-- Start of Page excerpt --

Now if you layer on top of this the general belief that countries with greater mineral resources tend to be less developed from a democratic standpoint -- and would be less likely to share the same economic incentives of Western nations -- things get even more interesting. In this regard, "raw materials are usually found in troublespots, rather than liberal democracies (Canada and Norway being among the honourable exceptions). This is no coincidence. Raw material wealth is often described as a curse, having an effect similar to inherited wealth on younger generations. Governments simply skim the wealth from the resource sector, rather than build up other industries or create legal structures that give property rights to the broad population. Corruption flourishes. So high commodity prices tend to take money away from 'nice' people and give it to 'nasty' people."

Personally -- and unfortunately -- I believe The Economist is onto something here. But just as sophisticated procurement organizations are best equipped to manage through volatility to get ahead of the competition in challenging times, more sophisticated nations are likely to think through the implications and strategies to deal with military scenarios based on rising commodity markets (versus just acting impulsively to secure short-term interests). In some cases, this might mean investing more in actions to secure long-term interests and international security (e.g., doing something about that yahoo in Venezeula). Perhaps it might mean thinking more seriously about the game theory involved in China's thirst for securing commodities to fuel its growth. Or, as the article suggests, we could all just "put on helmets" as a last resort.

-- End of Page excerpt --

__List of tasks__.
**A)** Write out, word for word, the part of the passage on commodity prices that opens with the words containing "Personally -- and" and closes with "a last resort.".
**B)** Work out how many lines in the records contain the string "bird", counting only matches in the same case, and reply with the number alone.
The records that come next have no connection to the passage on commodity prices.

-- Start of Materials provided --

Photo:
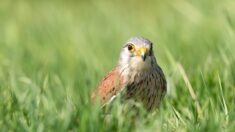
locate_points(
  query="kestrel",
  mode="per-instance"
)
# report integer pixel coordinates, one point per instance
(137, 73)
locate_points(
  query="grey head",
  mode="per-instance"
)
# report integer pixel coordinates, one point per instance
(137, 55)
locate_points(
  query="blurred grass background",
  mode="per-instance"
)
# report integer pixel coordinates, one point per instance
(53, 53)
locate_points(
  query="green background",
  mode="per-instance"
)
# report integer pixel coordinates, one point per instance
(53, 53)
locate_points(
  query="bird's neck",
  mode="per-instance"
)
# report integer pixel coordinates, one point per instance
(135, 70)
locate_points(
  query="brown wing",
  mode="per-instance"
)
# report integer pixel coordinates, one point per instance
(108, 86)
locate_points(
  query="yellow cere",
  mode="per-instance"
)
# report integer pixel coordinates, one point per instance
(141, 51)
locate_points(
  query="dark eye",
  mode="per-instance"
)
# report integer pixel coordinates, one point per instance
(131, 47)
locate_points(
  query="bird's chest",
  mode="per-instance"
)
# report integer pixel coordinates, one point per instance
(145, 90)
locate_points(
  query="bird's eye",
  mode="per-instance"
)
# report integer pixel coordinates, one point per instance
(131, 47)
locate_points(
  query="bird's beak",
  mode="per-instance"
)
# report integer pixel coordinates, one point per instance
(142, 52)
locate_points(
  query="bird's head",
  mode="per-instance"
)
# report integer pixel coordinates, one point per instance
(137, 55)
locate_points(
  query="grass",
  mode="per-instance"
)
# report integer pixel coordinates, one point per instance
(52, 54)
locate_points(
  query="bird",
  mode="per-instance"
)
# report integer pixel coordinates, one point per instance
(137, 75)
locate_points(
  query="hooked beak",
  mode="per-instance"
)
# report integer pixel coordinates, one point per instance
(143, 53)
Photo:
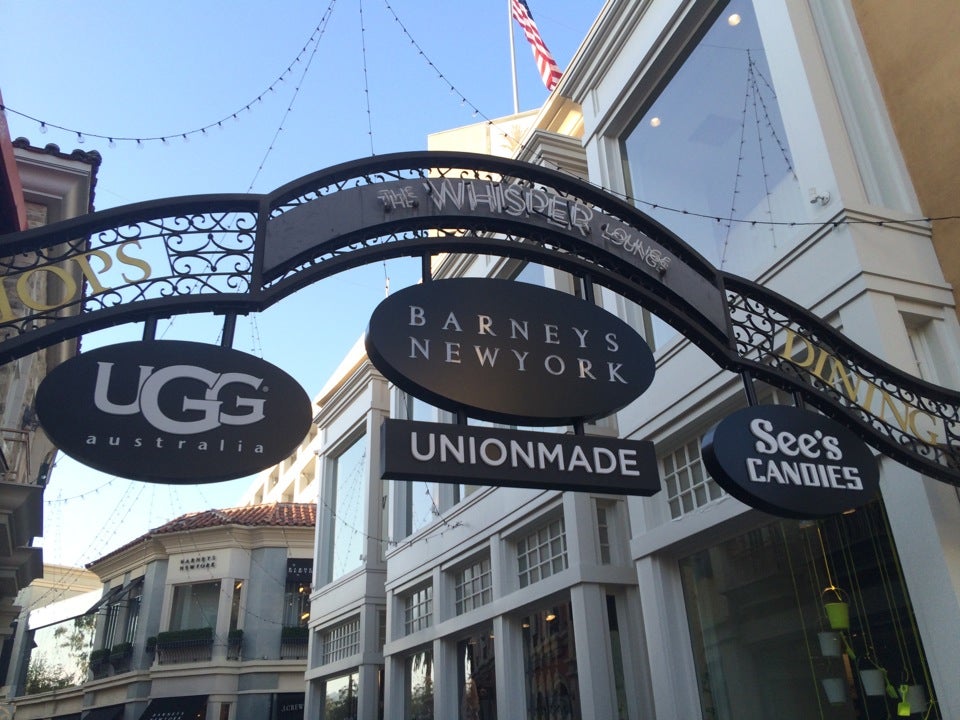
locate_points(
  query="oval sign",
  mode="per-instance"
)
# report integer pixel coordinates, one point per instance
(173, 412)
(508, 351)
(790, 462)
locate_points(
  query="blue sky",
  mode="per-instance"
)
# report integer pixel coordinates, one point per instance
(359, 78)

-- End of Materials provided --

__Answers to the exercise__.
**A)**
Personally -- and unfortunately -- I believe The Economist is onto something here. But just as sophisticated procurement organizations are best equipped to manage through volatility to get ahead of the competition in challenging times, more sophisticated nations are likely to think through the implications and strategies to deal with military scenarios based on rising commodity markets (versus just acting impulsively to secure short-term interests). In some cases, this might mean investing more in actions to secure long-term interests and international security (e.g., doing something about that yahoo in Venezeula). Perhaps it might mean thinking more seriously about the game theory involved in China's thirst for securing commodities to fuel its growth. Or, as the article suggests, we could all just "put on helmets" as a last resort.

**B)** 6